◆ Excerpts from point annotation data ◆
========================

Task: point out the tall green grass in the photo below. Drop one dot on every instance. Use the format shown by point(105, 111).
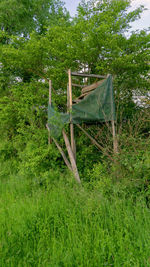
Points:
point(67, 225)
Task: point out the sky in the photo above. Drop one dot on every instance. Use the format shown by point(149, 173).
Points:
point(142, 23)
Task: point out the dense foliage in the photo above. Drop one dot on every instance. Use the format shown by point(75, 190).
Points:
point(40, 41)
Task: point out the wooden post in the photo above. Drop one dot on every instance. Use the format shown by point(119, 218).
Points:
point(115, 141)
point(50, 102)
point(71, 157)
point(70, 106)
point(61, 151)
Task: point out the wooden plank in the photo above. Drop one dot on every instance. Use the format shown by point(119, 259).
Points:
point(77, 85)
point(50, 102)
point(92, 86)
point(61, 151)
point(71, 124)
point(115, 141)
point(71, 157)
point(88, 75)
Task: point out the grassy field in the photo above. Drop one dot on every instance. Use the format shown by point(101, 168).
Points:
point(67, 225)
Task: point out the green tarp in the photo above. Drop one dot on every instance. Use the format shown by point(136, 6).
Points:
point(98, 106)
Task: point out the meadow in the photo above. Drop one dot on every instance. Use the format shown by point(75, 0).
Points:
point(64, 224)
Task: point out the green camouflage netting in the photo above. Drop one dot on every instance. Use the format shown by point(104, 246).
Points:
point(98, 106)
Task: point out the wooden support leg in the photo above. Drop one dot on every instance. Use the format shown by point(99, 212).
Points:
point(115, 142)
point(94, 142)
point(71, 157)
point(61, 152)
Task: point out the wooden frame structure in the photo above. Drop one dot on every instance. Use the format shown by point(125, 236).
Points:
point(71, 146)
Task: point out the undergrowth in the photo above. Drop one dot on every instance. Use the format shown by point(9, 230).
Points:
point(64, 224)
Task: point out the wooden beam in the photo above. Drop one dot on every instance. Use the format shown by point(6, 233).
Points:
point(92, 86)
point(61, 151)
point(71, 157)
point(115, 141)
point(50, 103)
point(77, 85)
point(70, 107)
point(87, 75)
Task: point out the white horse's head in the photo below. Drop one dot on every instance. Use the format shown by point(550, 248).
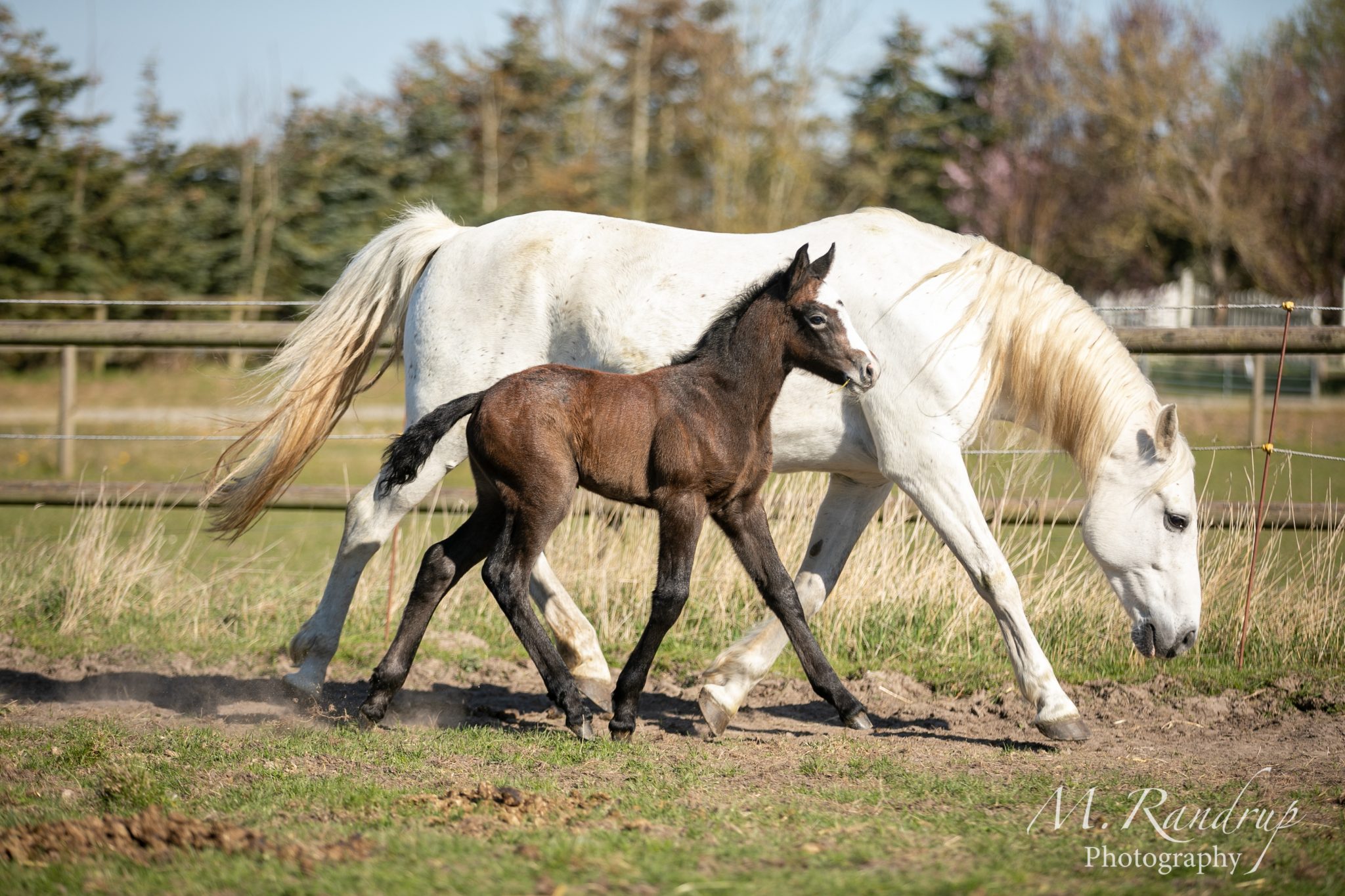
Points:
point(1141, 527)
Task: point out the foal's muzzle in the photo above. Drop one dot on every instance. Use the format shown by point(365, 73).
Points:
point(865, 373)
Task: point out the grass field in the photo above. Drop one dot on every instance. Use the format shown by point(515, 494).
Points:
point(142, 608)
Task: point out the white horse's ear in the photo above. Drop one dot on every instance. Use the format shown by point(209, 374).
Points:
point(1165, 430)
point(822, 267)
point(798, 272)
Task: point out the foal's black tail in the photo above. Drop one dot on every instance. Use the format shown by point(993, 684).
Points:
point(404, 458)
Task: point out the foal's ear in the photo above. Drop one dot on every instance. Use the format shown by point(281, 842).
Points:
point(798, 273)
point(1165, 430)
point(822, 267)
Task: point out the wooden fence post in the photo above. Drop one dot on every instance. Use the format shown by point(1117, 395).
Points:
point(1258, 426)
point(236, 356)
point(99, 358)
point(66, 413)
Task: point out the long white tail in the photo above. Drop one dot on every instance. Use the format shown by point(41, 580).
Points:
point(322, 367)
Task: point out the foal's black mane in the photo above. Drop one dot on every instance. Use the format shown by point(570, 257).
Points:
point(716, 337)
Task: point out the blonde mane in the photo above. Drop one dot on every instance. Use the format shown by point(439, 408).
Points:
point(1052, 359)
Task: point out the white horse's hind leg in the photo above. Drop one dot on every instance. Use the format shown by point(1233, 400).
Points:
point(369, 522)
point(944, 495)
point(845, 511)
point(575, 636)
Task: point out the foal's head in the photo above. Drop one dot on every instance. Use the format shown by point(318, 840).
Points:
point(824, 340)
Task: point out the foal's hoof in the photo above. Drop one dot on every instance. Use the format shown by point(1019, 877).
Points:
point(300, 685)
point(716, 716)
point(1070, 729)
point(583, 730)
point(598, 691)
point(858, 721)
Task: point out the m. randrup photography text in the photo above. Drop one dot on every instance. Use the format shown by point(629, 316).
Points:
point(1189, 833)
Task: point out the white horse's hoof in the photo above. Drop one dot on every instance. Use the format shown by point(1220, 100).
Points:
point(304, 643)
point(1067, 729)
point(716, 715)
point(598, 691)
point(301, 685)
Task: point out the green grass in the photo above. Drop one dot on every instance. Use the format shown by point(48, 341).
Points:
point(838, 816)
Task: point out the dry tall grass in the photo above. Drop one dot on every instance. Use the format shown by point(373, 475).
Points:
point(903, 602)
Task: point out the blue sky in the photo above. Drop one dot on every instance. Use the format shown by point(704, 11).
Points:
point(227, 68)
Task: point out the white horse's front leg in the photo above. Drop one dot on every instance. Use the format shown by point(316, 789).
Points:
point(944, 495)
point(845, 511)
point(575, 636)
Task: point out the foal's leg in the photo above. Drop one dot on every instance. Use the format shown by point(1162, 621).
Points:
point(506, 574)
point(845, 512)
point(680, 530)
point(443, 566)
point(745, 524)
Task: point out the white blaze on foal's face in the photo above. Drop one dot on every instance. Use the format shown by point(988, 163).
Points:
point(830, 300)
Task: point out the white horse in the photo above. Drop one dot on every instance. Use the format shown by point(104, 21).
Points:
point(966, 333)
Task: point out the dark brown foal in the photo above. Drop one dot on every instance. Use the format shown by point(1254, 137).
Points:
point(688, 440)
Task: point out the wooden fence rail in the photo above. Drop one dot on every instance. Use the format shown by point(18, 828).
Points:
point(1157, 340)
point(1281, 515)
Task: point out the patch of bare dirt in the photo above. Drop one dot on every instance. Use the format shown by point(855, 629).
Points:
point(486, 807)
point(1158, 725)
point(154, 834)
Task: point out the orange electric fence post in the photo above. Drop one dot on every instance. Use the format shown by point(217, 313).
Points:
point(1269, 448)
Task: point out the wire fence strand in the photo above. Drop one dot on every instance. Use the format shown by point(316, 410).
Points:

========================

◆ Exercise directions ◆
Rewrite the whole listing above with "Drop" replaced by "Place" everywhere and every other word unchanged. Omit the pictures from your answer.

◆ Correct response ◆
Task: point out the tall green grass in the photo below. Place one dot on every instance. Use the format shown by point(105, 111).
Points:
point(67, 225)
Task: point out the sky in the photo above. Place one dot on every instance. Use the format shown by point(149, 173).
Points:
point(142, 23)
Task: point out the dense foliage in the photo above. Place one dot on every instance. Use the format shown by point(75, 190).
Points:
point(40, 41)
Task: point out the wooden post in the photo above. Place one dot on every instance. Use the format shown by point(119, 218).
Points:
point(115, 141)
point(50, 102)
point(71, 157)
point(70, 106)
point(61, 151)
Task: point out the wooden plank in the photo above. Place one dot on every instance. Use the format shown by point(119, 259).
Points:
point(77, 85)
point(50, 102)
point(92, 86)
point(61, 151)
point(71, 124)
point(115, 141)
point(71, 157)
point(88, 75)
Task: point out the grassy field in the photo above. Place one dot on every instance. Use the format shown by point(101, 168).
Points:
point(67, 225)
Task: point out the green tarp in the photo above. Place one dot on every instance. Use the format shown by point(136, 6).
Points:
point(98, 106)
Task: point out the meadow in the photo above. Place one dot on every instance. Use the format shown by point(75, 0).
Points:
point(64, 224)
Task: point out the green camouflage netting in the photo above. Place one dot on every instance. Use the format shown by point(104, 246).
Points:
point(98, 106)
Task: point out the wooden support leg in the photo above. Place one dot on every instance. Use the format shown by point(99, 212).
Points:
point(115, 142)
point(94, 142)
point(71, 157)
point(61, 152)
Task: point out the wooden frame structure in the photo above. Place one dot on every instance. Use the format shown by point(125, 236).
Points:
point(71, 146)
Task: point out the undergrowth in the photo above. Place one dot on every instance. Use the format shown by point(9, 230).
Points:
point(64, 224)
Task: point out the wooden beam in the photo above. Place one dot on every instance. Use the format shown by point(6, 233).
Points:
point(92, 86)
point(61, 151)
point(71, 157)
point(115, 141)
point(50, 103)
point(77, 85)
point(70, 107)
point(87, 75)
Task: point out the white horse's head in the photo below. Place one dot on every instance. Use the format shown by point(550, 248).
Points:
point(1141, 527)
Task: point out the foal's muzzle in the photo above. Place one dot on every instance. Use the format shown by point(365, 73).
Points:
point(865, 373)
Task: point out the grass field in the photo above. Place one dot on every instance. Use the format shown by point(515, 494).
Points:
point(142, 608)
Task: point out the white horse's ear in the photo above. Place one dot on every instance. Use the format shown by point(209, 374).
Points:
point(1165, 430)
point(822, 267)
point(798, 272)
Task: point out the foal's black tail in the photo above. Place one dot on every instance. Use the format shown by point(993, 684).
Points:
point(404, 458)
Task: point out the foal's ear in the photo above. Place one dot on every instance. Use the format shown by point(281, 842).
Points:
point(798, 273)
point(1165, 430)
point(822, 267)
Task: point out the wooden fence post in the photo above. Place one dot on every instance. Use the format shown by point(1117, 395).
Points:
point(1258, 426)
point(236, 356)
point(99, 358)
point(66, 413)
Task: point out the long white tail in the photo above. Place one dot on every instance. Use the format shown by point(41, 580).
Points:
point(322, 367)
Task: point out the foal's black mane in the photo above. Place one dot on every instance. Use the format shown by point(570, 257).
Points:
point(716, 337)
Task: point out the blonde mane in the photo above. Place one dot on every instance. Use the format shown by point(439, 408).
Points:
point(1052, 359)
Task: point out the white horse's hind leg in the photo above. Place one dot on every instance. Use the format shown by point(1233, 400).
Points:
point(369, 522)
point(944, 495)
point(845, 511)
point(575, 636)
Task: point out the foal's head in the photo above. Place one dot on every instance. Use the format shown by point(318, 840).
Points:
point(824, 340)
Task: point out the foal's hoof in the photo above. Place one dot on every instance. Use the format shown by point(1019, 877).
Points:
point(300, 685)
point(716, 716)
point(1070, 729)
point(583, 730)
point(598, 691)
point(858, 721)
Task: point out the m. randrup photography text in the photo above. Place one dot on every instance. Use the format shown by point(629, 316).
Points:
point(1189, 833)
Task: point out the white horse's hoof in the photo above. Place one dot on every instance. Use the format shown by point(1220, 100).
Points:
point(304, 643)
point(1067, 729)
point(716, 715)
point(598, 691)
point(301, 685)
Task: point out the green grass in the photo above. Place one dot on every instance. Use the format shown by point(48, 341).
Points:
point(838, 816)
Task: point out the dry tall grass in the photo above. Place one dot on every instance. Use the format shown by point(373, 475).
Points:
point(903, 602)
Task: point out the blue sky in the photo above. Place one dot on every instance. Use the format shown by point(704, 11).
Points:
point(227, 68)
Task: point out the white horse's front leg in the photo above. Place one dot on every instance. Use the format shown by point(316, 789).
Points:
point(944, 495)
point(845, 511)
point(575, 636)
Task: point out the foal's leg in the photo above. Place one dot on every instance. Use the format shown by point(1162, 621).
Points:
point(506, 574)
point(845, 512)
point(680, 530)
point(443, 566)
point(745, 524)
Task: point out the white blaze on foal's face in the photo above. Place one dot on every instance. Use the format shown by point(988, 163).
Points:
point(830, 300)
Task: point out the white horse in the photo above. Place one dot on every instance. Use the format shown by point(104, 21).
Points:
point(966, 333)
Task: point out the dark brown foal in the photo above. Place one dot on every instance. Use the format shown by point(1254, 137).
Points:
point(688, 440)
Task: point out the wooden fence rail in the photo above. Place one dot on every instance. Use the format shown by point(18, 828).
Points:
point(1157, 340)
point(1281, 515)
Task: point out the patch of bare dirt in the photo above. Place one dot on every instance. Use the format shown by point(855, 629).
Points:
point(486, 807)
point(1158, 725)
point(154, 834)
Task: point out the orange electric fence post in the photo above. Place one dot on every instance. Use the format shown by point(217, 313).
Points:
point(1269, 448)
Task: point out the wire fence strand in the photo above. Place one dot on every instance. Use the format shown by point(316, 410).
Points:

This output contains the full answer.